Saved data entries
--*--

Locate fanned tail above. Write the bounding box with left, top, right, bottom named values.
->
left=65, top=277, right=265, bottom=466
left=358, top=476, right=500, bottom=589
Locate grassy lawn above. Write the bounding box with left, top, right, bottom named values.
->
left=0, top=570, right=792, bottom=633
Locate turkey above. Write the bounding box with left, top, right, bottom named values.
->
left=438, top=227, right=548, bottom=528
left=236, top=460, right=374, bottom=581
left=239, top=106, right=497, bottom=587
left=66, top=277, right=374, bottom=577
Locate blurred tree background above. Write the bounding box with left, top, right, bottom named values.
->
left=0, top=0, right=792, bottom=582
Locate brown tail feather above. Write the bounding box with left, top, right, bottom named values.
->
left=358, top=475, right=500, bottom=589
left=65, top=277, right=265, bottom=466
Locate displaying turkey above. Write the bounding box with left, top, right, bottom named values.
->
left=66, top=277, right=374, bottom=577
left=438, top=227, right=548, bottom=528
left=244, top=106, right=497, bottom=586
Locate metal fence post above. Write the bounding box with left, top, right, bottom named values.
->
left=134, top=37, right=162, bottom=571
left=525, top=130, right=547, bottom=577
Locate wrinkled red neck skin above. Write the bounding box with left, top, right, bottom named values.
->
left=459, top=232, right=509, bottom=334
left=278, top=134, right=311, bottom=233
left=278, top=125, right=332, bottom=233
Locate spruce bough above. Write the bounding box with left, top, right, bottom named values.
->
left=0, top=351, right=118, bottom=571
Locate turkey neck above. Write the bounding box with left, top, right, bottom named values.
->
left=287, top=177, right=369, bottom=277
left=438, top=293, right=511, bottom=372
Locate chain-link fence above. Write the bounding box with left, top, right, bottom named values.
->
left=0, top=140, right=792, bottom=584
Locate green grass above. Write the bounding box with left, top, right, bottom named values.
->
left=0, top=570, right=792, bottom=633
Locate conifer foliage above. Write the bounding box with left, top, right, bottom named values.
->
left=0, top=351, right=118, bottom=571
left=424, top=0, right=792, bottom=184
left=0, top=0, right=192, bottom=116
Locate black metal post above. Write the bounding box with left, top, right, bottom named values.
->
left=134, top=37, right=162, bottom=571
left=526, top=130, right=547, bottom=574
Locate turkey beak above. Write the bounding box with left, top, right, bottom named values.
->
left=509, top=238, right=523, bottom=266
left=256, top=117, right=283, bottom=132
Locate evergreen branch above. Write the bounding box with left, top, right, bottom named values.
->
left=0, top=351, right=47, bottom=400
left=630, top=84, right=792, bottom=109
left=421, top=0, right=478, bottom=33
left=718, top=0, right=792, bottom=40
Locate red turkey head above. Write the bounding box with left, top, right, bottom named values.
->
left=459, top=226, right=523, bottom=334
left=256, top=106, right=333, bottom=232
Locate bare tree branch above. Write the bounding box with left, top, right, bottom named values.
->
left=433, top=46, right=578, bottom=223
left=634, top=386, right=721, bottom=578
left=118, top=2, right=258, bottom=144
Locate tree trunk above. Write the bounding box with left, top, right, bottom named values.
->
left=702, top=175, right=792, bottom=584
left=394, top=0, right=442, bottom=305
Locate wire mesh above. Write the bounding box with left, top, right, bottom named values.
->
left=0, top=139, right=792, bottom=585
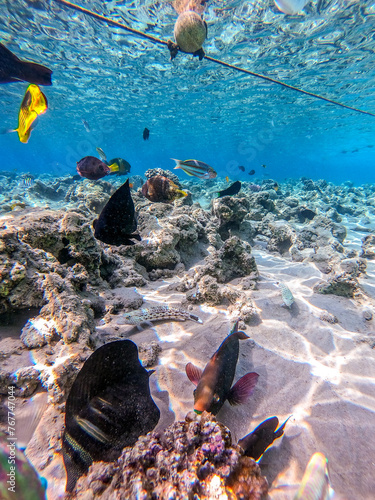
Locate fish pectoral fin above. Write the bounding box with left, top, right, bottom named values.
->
left=181, top=165, right=197, bottom=177
left=108, top=163, right=120, bottom=172
left=185, top=363, right=202, bottom=386
left=228, top=372, right=259, bottom=405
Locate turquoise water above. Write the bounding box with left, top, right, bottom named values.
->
left=0, top=0, right=375, bottom=184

--*--

-- Exercise description --
Rewrite the records, starting with the line that contains "Locate wire mesh" and going on through the end of the records. Keep every request as it is, multiply each bounding box coordinate in the answers by 1.6, round to whole numbers with halves going up, and leave the pictures out.

-- Exercise output --
Locate wire mesh above. Write the bounding box with left, top, right, bottom named values.
->
left=0, top=222, right=1267, bottom=936
Locate fish pectoral fin above. Write the bounding box with left, top, right, bottom named values.
->
left=290, top=264, right=315, bottom=283
left=173, top=261, right=192, bottom=275
left=296, top=581, right=323, bottom=618
left=365, top=595, right=414, bottom=648
Locate turquoise water above. Write the bounding box with left, top, right, bottom named values.
->
left=0, top=0, right=600, bottom=294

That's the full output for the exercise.